_Text block_

Pension: A Necessity
By
Dr. Deepak Mohanty1
I thank Professor (Dr.) Tarun Agarwal, Director, National Insurance Academy (NIA), Pune, for this opportunity to interact with the esteemed faculty and distinguished invitees.
There is considerable synergy between insurance and pension for old-age income security and wellbeing. There are two key concerns on retirement: drop in income and rise in health-related expenditure. In this scenario pension and health insurance could, to a great extent, mitigate these concerns. When we speak of pension, that is a predictable flow of regular income, annuity becomes an important instrument. In fact, the National Pension System (NPS) that PFRDA regulates, on exit a subscriber ought to have atleast 40 percent of her accumulated corpus in annuity to ensure a lifelong income.
I propose to speak on NPS and place it the overall context of our demography and labour force.
Pension provides a safety net to an individual, giving financial security during retirement. The notion of pension might not be the first thing on everyone’s mind when they start earning, though it ought to be. In the matter of pension an early start is a head start: small amounts squirreled away could yield substantial corpus by harnessing the power of compounding. People often have various financial priorities and may not always consider retirement planning until later in life. Factors like immediate consumption needs and other financial goals can take precedence. As people age and their priorities shift, the importance of having a pension or some form of retirement savings becomes increasingly apparent. When it comes to retirement security in India, there are certain schemes for organized sector workers, the prominent one being provident fund offered by the Employees’ Provident Fund Organisation (EPFO). Governments, both at the central and state levels, provide some social security benefits to low-income households. Given our large population and relatively low per capita income, it would be fiscally unsustainable for the governments to provide pension to every individual. However, it is important to bear in mind that benefit from any single scheme for an average person could never be adequate. It is therefore prudent for individuals to take their own initiative for maintaining standard of living post-retirement by starting retirement planning early.
India is at its demographic peak. Currently we are the world’s most populous young country with a population count of over 1.4 billion. In terms of economic growth, we are the fastest growing large economy. Our young population is an important factor that is driving growth and if expected to continue to do so in the near future catapulting India to a high-income country by the middle of this century.
India is also projected to age rapidly. Our old-age dependency ratio, i.e., population over 65 years of age per 100 working age (15-65 years) population has risen from 7.4 in 2000 to 10.1 in 2021. This trend is likely to accentuate: every fifth Indian is expected to be over 65 years by the middle of this century. Life expectancy has doubled since independence from 35 years in 1950 to 70 years at present and is expected to increase further. Its financial implication will be disproportionately large unless working-age population make provisions for their future.

_Data excerpt_
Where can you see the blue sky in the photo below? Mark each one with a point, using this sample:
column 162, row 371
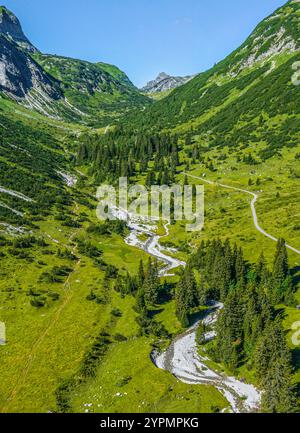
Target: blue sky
column 142, row 37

_Directions_
**a.** In the pension talk, retype the stretch from "Pension: A Necessity" through "a lifelong income." word for word.
**b.** According to the pension talk, how old was life expectancy in 1950?

_List of solutions_
**a.**
Pension: A Necessity
By
Dr. Deepak Mohanty1
I thank Professor (Dr.) Tarun Agarwal, Director, National Insurance Academy (NIA), Pune, for this opportunity to interact with the esteemed faculty and distinguished invitees.
There is considerable synergy between insurance and pension for old-age income security and wellbeing. There are two key concerns on retirement: drop in income and rise in health-related expenditure. In this scenario pension and health insurance could, to a great extent, mitigate these concerns. When we speak of pension, that is a predictable flow of regular income, annuity becomes an important instrument. In fact, the National Pension System (NPS) that PFRDA regulates, on exit a subscriber ought to have atleast 40 percent of her accumulated corpus in annuity to ensure a lifelong income.

**b.** 35 years